## Exercise aim
Begin at the line below that contains "Task: point out each instance of the white signboard" and write out every line from there to the end of the entries, exactly.

## Data
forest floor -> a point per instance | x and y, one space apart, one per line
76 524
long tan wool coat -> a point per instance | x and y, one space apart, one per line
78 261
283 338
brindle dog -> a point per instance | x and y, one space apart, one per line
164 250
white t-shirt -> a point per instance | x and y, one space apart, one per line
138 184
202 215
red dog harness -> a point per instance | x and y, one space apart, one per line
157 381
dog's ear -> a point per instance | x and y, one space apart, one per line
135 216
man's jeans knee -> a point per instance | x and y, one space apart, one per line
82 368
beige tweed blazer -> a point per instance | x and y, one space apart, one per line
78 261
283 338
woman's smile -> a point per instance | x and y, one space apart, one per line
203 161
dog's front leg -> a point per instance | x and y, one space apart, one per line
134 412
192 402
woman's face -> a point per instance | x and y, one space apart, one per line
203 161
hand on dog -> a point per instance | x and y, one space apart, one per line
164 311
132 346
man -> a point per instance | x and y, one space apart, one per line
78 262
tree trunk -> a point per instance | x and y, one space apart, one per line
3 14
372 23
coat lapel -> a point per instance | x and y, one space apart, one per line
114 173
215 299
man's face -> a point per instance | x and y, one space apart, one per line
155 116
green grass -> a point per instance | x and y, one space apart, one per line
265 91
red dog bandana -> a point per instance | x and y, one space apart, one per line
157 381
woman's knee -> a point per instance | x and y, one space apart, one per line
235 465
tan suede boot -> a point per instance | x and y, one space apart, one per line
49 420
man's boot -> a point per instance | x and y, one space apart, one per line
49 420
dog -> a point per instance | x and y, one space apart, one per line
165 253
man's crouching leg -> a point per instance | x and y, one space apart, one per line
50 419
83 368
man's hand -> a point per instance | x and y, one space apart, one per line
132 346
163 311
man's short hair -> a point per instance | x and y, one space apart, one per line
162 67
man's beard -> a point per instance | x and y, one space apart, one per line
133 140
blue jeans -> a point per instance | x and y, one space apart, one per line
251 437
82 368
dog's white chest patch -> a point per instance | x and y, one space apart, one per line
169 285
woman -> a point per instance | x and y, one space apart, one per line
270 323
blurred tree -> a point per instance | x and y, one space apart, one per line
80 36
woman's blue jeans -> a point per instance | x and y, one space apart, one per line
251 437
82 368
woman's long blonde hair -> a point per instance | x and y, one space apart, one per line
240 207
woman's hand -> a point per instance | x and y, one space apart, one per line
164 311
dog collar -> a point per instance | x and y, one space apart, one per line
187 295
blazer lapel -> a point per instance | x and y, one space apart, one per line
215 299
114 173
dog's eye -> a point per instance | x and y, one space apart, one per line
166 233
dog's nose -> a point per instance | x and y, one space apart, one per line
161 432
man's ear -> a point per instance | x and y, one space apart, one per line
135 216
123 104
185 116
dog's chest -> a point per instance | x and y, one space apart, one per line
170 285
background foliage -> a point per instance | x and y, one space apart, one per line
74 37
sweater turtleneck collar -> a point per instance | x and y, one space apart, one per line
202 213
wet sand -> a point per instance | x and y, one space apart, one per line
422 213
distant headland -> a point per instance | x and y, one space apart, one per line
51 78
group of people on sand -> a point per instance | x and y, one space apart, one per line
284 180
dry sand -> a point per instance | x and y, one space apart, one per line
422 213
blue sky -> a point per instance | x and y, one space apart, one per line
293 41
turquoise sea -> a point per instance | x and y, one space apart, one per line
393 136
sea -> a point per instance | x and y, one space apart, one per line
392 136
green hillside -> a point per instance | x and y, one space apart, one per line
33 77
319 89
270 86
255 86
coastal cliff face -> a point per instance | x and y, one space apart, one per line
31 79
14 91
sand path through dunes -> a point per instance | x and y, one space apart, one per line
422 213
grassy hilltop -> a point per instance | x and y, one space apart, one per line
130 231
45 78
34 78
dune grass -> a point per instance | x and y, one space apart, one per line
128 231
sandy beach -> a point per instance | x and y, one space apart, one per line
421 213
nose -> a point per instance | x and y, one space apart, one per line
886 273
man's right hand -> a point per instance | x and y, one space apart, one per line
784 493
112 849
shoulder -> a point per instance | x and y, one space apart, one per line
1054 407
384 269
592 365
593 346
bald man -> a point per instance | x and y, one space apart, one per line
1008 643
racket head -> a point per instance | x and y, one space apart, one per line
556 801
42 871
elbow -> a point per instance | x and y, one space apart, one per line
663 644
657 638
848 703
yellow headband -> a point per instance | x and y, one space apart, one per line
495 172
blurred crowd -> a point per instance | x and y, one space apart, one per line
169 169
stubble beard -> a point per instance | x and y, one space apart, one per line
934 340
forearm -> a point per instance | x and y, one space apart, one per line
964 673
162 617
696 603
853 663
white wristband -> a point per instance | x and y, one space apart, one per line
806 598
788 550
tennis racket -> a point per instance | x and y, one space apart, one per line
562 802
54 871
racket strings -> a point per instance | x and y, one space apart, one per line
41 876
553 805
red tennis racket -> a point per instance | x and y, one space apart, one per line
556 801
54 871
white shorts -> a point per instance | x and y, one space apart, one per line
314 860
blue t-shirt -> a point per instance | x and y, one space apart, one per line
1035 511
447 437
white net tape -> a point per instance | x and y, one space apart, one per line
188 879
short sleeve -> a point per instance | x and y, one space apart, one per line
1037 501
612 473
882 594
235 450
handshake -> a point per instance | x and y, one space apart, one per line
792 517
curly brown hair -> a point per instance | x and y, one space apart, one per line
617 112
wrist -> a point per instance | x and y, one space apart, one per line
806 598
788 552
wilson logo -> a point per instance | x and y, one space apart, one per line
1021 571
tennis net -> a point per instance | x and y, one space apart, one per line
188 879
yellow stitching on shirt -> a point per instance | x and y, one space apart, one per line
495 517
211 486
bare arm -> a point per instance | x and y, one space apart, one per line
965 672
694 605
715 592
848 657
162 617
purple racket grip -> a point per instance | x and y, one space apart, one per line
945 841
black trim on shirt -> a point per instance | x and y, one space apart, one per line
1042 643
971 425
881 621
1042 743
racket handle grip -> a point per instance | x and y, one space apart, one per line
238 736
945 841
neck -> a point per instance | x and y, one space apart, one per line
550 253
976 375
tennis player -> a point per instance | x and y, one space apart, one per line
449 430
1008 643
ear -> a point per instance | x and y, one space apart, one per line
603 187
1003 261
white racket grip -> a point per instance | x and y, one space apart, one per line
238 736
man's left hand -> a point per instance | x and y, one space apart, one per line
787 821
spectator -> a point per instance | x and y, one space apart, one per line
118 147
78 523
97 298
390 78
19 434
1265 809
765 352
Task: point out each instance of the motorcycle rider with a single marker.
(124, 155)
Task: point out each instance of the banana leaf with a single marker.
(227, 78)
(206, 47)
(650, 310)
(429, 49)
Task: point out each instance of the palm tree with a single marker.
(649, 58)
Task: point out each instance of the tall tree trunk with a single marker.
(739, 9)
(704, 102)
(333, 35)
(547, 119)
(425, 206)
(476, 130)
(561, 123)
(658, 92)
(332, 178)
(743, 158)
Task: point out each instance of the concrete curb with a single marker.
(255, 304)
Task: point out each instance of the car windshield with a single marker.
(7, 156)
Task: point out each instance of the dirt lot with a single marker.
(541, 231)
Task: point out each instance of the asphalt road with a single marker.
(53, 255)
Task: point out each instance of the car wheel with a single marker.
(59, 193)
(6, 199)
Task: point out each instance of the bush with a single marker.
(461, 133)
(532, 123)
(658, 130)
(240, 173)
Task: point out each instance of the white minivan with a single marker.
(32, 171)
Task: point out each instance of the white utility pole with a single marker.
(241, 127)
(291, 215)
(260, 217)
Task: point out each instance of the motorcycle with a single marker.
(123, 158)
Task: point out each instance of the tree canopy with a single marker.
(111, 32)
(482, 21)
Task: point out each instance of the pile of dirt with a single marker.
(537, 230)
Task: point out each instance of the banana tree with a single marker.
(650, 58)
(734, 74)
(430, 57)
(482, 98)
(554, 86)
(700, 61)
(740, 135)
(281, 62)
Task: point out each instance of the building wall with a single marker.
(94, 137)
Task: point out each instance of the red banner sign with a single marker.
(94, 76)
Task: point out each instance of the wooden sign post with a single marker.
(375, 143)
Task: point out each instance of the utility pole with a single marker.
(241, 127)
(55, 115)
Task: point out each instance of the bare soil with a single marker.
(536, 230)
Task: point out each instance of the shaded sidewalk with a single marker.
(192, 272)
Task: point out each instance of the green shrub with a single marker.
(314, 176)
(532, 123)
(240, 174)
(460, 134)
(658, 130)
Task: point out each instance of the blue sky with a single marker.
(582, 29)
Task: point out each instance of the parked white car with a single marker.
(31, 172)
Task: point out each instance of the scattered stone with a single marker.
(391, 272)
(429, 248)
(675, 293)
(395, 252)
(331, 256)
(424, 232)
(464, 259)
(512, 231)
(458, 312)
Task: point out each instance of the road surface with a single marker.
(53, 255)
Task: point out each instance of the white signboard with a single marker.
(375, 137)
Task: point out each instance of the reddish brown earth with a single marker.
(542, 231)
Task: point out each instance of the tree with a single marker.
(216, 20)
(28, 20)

## Task solution
Task: point out each instance of the white signboard with a single marker.
(375, 137)
Task: point out each instance of the reddish brown earth with a single marker.
(542, 231)
Task: point out each instance of the tree with a single marker.
(216, 20)
(28, 20)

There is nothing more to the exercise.